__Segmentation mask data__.
BEGIN
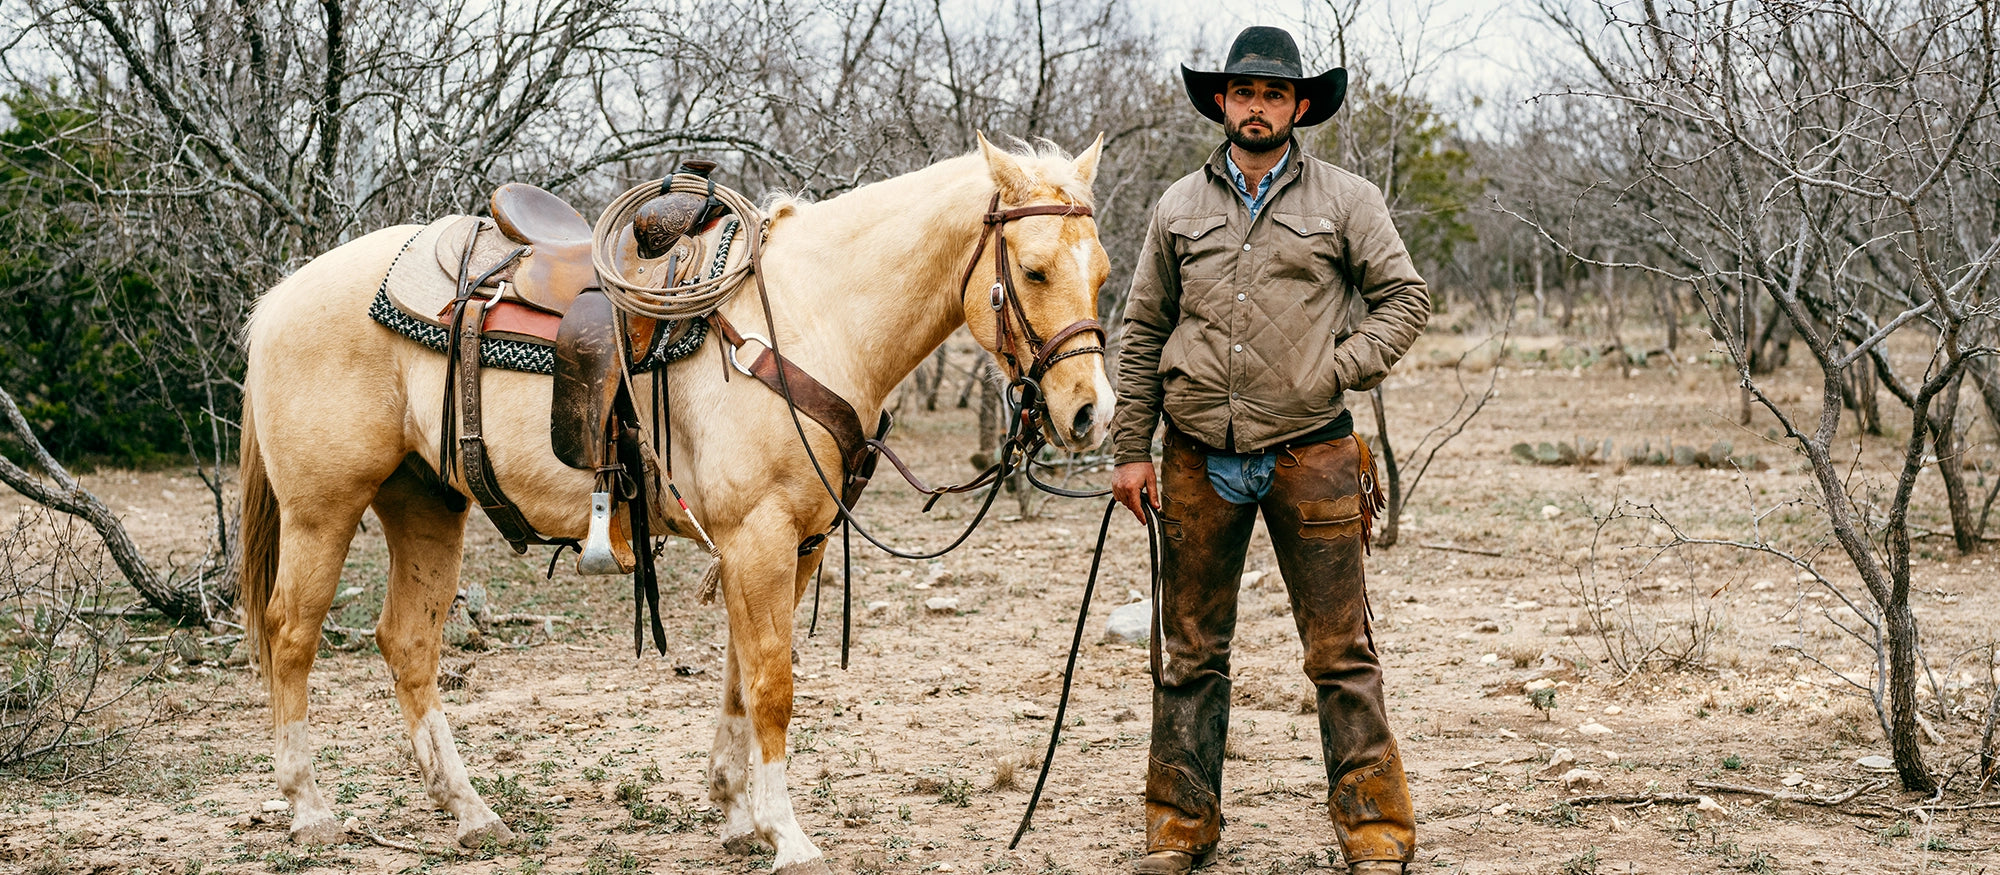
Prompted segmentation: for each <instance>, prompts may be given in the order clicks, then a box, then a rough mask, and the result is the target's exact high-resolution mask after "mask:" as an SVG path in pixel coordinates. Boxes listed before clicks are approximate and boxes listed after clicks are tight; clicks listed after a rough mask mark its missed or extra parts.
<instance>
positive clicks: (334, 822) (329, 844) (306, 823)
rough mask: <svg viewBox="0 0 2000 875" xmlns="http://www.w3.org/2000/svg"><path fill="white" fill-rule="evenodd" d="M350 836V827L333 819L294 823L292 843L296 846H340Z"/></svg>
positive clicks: (319, 819) (292, 823) (325, 817)
mask: <svg viewBox="0 0 2000 875" xmlns="http://www.w3.org/2000/svg"><path fill="white" fill-rule="evenodd" d="M346 835H348V827H342V825H340V821H336V819H332V817H322V819H318V821H308V823H292V843H296V845H338V843H340V841H344V839H346Z"/></svg>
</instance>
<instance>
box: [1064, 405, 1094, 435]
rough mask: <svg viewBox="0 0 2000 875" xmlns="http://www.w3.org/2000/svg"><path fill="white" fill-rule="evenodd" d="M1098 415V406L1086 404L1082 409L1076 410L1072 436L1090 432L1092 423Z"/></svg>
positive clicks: (1077, 408)
mask: <svg viewBox="0 0 2000 875" xmlns="http://www.w3.org/2000/svg"><path fill="white" fill-rule="evenodd" d="M1096 414H1098V406H1096V404H1086V406H1082V408H1076V422H1072V424H1070V434H1084V432H1090V422H1092V420H1094V418H1096Z"/></svg>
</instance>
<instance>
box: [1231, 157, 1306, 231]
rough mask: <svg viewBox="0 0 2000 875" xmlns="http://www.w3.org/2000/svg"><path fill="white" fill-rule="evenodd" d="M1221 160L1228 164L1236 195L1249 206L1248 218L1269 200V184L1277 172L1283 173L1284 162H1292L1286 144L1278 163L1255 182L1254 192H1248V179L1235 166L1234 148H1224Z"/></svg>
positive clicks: (1274, 180)
mask: <svg viewBox="0 0 2000 875" xmlns="http://www.w3.org/2000/svg"><path fill="white" fill-rule="evenodd" d="M1222 160H1224V162H1228V166H1230V182H1234V184H1236V196H1238V198H1242V200H1244V206H1246V208H1250V218H1252V220H1254V218H1256V214H1258V212H1262V210H1264V202H1268V200H1270V184H1272V182H1276V180H1278V174H1284V166H1286V164H1292V146H1290V144H1288V146H1286V148H1284V156H1282V158H1278V164H1276V166H1272V168H1270V172H1268V174H1264V178H1262V180H1258V182H1256V194H1250V180H1246V178H1244V172H1242V168H1238V166H1236V154H1234V150H1230V148H1224V150H1222Z"/></svg>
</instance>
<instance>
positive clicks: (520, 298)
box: [490, 182, 650, 334]
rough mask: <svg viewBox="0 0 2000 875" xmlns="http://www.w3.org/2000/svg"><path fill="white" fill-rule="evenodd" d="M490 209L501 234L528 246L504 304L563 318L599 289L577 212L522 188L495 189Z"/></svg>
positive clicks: (490, 200)
mask: <svg viewBox="0 0 2000 875" xmlns="http://www.w3.org/2000/svg"><path fill="white" fill-rule="evenodd" d="M490 208H492V216H494V226H498V230H500V234H506V238H508V240H514V242H516V244H524V246H528V252H526V254H524V256H522V260H520V266H518V268H514V276H512V284H514V294H512V296H508V298H518V300H520V302H522V304H528V306H532V308H536V310H544V312H550V314H554V316H562V314H568V312H570V304H572V302H574V300H576V296H578V294H582V292H584V290H590V288H598V270H596V266H594V264H592V262H590V222H586V220H584V214H580V212H576V208H572V206H570V204H564V202H562V198H556V196H554V194H550V192H544V190H540V188H536V186H530V184H526V182H508V184H506V186H500V188H496V190H494V196H492V200H490ZM620 268H624V266H620ZM648 334H650V332H648Z"/></svg>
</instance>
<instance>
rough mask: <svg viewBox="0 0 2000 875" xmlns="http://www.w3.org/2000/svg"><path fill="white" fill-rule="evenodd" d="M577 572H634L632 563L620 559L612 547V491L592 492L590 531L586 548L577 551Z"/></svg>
mask: <svg viewBox="0 0 2000 875" xmlns="http://www.w3.org/2000/svg"><path fill="white" fill-rule="evenodd" d="M576 573H632V565H626V563H622V561H618V553H616V551H614V549H612V493H608V491H592V493H590V533H588V535H586V537H584V549H580V551H578V553H576Z"/></svg>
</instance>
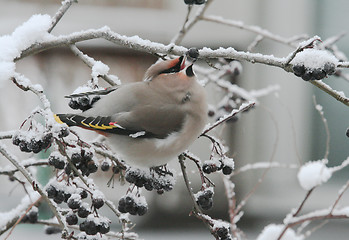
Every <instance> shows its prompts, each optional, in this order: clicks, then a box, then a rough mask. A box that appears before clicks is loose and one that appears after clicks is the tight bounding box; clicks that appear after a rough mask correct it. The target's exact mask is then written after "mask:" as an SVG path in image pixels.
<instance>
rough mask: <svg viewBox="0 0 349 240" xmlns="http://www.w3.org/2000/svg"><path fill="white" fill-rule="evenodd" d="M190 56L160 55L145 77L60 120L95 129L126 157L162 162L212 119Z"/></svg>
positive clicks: (171, 155) (137, 163)
mask: <svg viewBox="0 0 349 240" xmlns="http://www.w3.org/2000/svg"><path fill="white" fill-rule="evenodd" d="M192 67H193V65H190V66H188V67H185V58H184V57H179V58H176V59H173V60H167V61H160V62H158V63H155V64H153V65H152V66H151V67H150V68H149V69H148V70H147V72H146V73H145V77H144V81H141V82H134V83H127V84H122V85H121V86H119V87H118V88H117V89H116V90H115V91H111V92H110V93H108V94H107V95H106V96H104V97H103V98H102V99H100V100H99V101H97V102H96V103H95V104H94V105H93V107H92V108H90V109H88V110H87V111H85V112H83V113H81V114H57V115H55V118H56V120H57V121H58V122H59V123H66V124H67V125H68V126H79V127H83V128H86V129H90V130H95V131H97V132H99V133H101V134H103V135H105V136H107V139H108V141H109V143H110V145H111V147H112V148H113V149H114V150H115V151H116V153H117V154H119V156H120V157H121V158H122V159H123V160H125V161H126V163H129V164H134V165H137V166H139V167H155V166H161V165H164V164H166V163H167V162H169V161H170V160H172V159H174V158H176V157H177V156H178V155H179V154H181V153H182V152H183V151H184V150H186V149H187V148H188V146H189V145H190V144H191V143H192V142H193V141H194V140H195V139H196V138H197V137H198V136H199V135H200V133H201V131H202V130H203V128H204V126H205V124H206V120H207V103H206V97H205V90H204V88H203V87H202V86H201V85H200V84H199V83H198V82H197V80H196V77H195V75H194V72H193V68H192Z"/></svg>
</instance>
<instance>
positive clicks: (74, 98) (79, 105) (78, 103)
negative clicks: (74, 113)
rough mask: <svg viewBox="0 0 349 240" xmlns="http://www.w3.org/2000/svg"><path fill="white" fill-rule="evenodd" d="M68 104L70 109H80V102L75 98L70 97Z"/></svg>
mask: <svg viewBox="0 0 349 240" xmlns="http://www.w3.org/2000/svg"><path fill="white" fill-rule="evenodd" d="M68 105H69V107H70V108H72V109H80V104H79V103H78V101H77V100H76V99H75V98H71V99H70V101H69V103H68Z"/></svg>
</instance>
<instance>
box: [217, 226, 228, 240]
mask: <svg viewBox="0 0 349 240" xmlns="http://www.w3.org/2000/svg"><path fill="white" fill-rule="evenodd" d="M214 231H215V233H216V235H217V237H218V239H219V240H231V239H232V238H231V235H230V234H229V228H227V227H226V226H220V227H217V228H216V229H215V230H214Z"/></svg>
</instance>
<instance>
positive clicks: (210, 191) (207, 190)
mask: <svg viewBox="0 0 349 240" xmlns="http://www.w3.org/2000/svg"><path fill="white" fill-rule="evenodd" d="M195 198H196V203H197V204H198V205H199V207H201V208H202V209H203V210H209V209H211V208H212V206H213V188H206V189H204V190H202V191H199V192H198V193H196V194H195Z"/></svg>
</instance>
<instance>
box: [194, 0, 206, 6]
mask: <svg viewBox="0 0 349 240" xmlns="http://www.w3.org/2000/svg"><path fill="white" fill-rule="evenodd" d="M205 2H206V0H195V4H196V5H201V4H204V3H205Z"/></svg>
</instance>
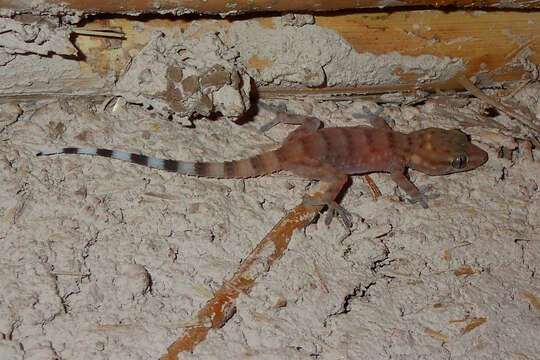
END
__Work order__. Starting at the line above that contains "positive clicks: (520, 298)", write out each line exactly until the line that contains "209L501 234L528 246L504" has been written, and stop there.

__Solution below__.
positive clicks: (520, 298)
box: [490, 182, 650, 334]
rough mask: <svg viewBox="0 0 2000 875" xmlns="http://www.w3.org/2000/svg"><path fill="white" fill-rule="evenodd" d="M490 209L501 234L528 246L504 304L563 318L599 289L577 212L522 188L495 189Z"/></svg>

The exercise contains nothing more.